#### Page excerpt ####

Located in Karumathampatti, a small town about 25 kms away from Coimbatore, the Basilica of Our Lady of the Holy Rosary has been an important Catholic shrine since 1640. It is popularly referred to as the Karumathampatti Church or the Rosary Church, Karumathampatti. The earliest Christians in this region were converted from the Devanga or weaver caste. Since a majority of the Christians here are Kannada speaking, it is speculated that they must have migrated from the princely state of Mysore which lies north. The Italian Jesuit Fr de Costa and his successors Fr Martinez and Fr Arcolini, played an important role in bringing Christianity to the region.

Calamity struck the shrine in 1684, when it came under attack from the rebelling soldiers of the Mysore Rajah Saraboji. The rebellion at Sathyamangalam which is about 50 kms to the north, spilled southwards. The rebels laid siege to the Karumathampatti fort and eventually destroyed the houses of Christians and the church that lay within. However, the Rajah of Mysore led a successful campaign against his rebel soldiers and exacted a heavy price from them. They were forced to rebuild the church and the houses that they had destroyed.

Around this St John de Britto visited Rosary Church, Karumathampatti at least three times, and is said to have celebrated Holy Mass in the main chapel. The Karumathampatti church was once again destroyed in 1787, at the hands of Tippu Sultan. Anticipating the attack, the Christians removed the statue of Our Lady of the Rosary and buried it secretly. It was only years later when the shrine was being rebuilt that the statue was retrieved and installed on the altar once again.

#### Record excerpts ####

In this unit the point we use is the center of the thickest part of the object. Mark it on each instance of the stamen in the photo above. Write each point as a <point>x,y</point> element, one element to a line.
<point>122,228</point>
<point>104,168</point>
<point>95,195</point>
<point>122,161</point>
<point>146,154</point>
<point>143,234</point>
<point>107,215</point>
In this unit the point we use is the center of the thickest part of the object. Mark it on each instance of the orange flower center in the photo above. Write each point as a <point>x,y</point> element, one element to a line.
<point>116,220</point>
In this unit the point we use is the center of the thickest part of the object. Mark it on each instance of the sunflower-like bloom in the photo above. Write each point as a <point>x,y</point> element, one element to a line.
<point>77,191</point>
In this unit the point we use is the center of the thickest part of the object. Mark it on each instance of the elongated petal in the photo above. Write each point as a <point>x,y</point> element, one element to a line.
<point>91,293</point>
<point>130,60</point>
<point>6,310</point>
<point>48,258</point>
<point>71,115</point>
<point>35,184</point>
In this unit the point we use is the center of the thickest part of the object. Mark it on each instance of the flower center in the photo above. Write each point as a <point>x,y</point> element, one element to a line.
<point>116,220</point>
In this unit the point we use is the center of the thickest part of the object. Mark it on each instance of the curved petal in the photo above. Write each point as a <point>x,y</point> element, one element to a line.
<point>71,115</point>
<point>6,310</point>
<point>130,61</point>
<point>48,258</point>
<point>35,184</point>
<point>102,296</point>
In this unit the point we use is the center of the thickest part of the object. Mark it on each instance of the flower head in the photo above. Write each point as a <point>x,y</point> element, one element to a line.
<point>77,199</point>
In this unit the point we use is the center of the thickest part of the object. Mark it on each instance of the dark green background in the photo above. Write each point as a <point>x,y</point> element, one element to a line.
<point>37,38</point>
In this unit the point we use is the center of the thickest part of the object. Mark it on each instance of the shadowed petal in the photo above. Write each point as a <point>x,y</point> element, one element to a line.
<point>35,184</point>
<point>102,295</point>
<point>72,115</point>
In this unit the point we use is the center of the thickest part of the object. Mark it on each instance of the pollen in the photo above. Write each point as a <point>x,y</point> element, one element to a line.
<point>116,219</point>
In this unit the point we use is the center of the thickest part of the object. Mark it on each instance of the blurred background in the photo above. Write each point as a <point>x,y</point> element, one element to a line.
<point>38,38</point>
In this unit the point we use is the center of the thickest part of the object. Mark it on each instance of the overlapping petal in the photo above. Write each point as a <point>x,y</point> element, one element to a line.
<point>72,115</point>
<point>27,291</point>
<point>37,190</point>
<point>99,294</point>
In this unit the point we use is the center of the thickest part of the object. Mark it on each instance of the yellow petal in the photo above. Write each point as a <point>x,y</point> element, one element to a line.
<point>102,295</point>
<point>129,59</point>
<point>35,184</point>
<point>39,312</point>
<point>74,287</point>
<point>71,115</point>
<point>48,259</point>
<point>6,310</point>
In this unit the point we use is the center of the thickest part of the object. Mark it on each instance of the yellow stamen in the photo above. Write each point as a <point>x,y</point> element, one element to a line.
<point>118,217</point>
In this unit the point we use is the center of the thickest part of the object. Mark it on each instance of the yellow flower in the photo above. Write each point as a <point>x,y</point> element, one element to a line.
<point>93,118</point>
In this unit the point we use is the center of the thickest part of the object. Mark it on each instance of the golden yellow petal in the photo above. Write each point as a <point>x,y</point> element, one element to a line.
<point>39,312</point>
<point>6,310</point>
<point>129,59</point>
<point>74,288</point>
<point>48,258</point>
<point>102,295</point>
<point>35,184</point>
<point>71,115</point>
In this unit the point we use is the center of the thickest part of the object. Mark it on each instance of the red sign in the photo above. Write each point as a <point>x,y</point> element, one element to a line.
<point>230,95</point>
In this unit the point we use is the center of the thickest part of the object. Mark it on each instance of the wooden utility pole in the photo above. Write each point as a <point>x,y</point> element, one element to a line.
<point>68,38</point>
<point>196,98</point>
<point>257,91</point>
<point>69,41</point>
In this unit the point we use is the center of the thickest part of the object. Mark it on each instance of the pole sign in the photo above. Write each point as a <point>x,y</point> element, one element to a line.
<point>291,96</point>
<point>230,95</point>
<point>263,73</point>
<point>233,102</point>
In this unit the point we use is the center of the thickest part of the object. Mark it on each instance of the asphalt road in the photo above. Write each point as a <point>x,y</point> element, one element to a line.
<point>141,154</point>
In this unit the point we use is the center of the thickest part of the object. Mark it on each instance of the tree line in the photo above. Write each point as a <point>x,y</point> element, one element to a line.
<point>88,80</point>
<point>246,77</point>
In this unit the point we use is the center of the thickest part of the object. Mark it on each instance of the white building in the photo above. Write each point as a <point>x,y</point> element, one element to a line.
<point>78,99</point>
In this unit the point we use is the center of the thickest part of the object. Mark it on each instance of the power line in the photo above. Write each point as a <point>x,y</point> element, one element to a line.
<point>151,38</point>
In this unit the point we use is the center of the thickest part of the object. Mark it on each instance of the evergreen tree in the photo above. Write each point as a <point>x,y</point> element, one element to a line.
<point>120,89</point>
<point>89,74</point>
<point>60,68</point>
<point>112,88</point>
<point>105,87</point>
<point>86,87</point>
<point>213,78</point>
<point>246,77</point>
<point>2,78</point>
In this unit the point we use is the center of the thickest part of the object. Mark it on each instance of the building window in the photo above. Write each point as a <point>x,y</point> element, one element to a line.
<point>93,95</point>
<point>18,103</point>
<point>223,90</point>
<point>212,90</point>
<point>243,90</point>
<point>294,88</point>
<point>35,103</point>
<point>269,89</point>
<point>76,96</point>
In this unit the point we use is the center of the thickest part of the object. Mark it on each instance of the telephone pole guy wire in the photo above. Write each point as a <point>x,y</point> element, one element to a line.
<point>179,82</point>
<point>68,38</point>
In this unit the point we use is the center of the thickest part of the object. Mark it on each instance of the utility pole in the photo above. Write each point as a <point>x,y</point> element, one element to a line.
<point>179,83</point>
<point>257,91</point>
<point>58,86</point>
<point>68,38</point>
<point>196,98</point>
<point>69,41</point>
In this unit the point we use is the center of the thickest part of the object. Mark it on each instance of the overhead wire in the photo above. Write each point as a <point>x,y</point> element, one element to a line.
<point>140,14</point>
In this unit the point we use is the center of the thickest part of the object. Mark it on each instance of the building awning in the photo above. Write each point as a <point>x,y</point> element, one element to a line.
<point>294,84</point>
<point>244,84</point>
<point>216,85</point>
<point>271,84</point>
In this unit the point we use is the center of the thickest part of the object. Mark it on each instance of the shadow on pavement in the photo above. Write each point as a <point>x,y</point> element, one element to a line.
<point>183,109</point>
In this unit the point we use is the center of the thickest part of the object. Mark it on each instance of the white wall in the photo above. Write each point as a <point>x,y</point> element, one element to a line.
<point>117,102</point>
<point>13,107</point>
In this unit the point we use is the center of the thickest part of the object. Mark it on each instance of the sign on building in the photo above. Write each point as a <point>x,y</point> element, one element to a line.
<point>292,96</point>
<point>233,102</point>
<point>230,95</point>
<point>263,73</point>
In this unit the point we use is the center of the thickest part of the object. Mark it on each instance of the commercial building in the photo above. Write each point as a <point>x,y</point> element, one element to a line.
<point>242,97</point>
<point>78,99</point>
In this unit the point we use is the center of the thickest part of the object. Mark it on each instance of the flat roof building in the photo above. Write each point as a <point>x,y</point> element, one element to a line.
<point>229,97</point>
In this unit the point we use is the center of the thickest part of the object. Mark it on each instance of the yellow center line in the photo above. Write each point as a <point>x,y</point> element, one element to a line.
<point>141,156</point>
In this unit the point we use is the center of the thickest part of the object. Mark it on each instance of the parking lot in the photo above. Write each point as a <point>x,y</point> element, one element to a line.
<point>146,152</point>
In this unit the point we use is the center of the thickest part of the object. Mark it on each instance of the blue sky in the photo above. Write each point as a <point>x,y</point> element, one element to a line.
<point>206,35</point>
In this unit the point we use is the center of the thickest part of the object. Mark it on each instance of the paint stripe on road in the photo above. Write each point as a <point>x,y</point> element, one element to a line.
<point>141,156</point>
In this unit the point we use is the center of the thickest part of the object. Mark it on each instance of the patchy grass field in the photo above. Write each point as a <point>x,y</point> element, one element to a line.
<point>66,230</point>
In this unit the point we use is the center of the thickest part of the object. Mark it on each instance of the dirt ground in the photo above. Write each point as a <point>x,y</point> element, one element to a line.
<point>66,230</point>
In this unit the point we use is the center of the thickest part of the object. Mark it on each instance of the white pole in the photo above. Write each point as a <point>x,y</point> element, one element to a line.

####

## Work order:
According to the text about the Karumathampatti shrine, who destroyed the church in 1787? The records have no connection to the text about the Karumathampatti shrine.

## Task output:
Tippu Sultan destroyed the church in 1787.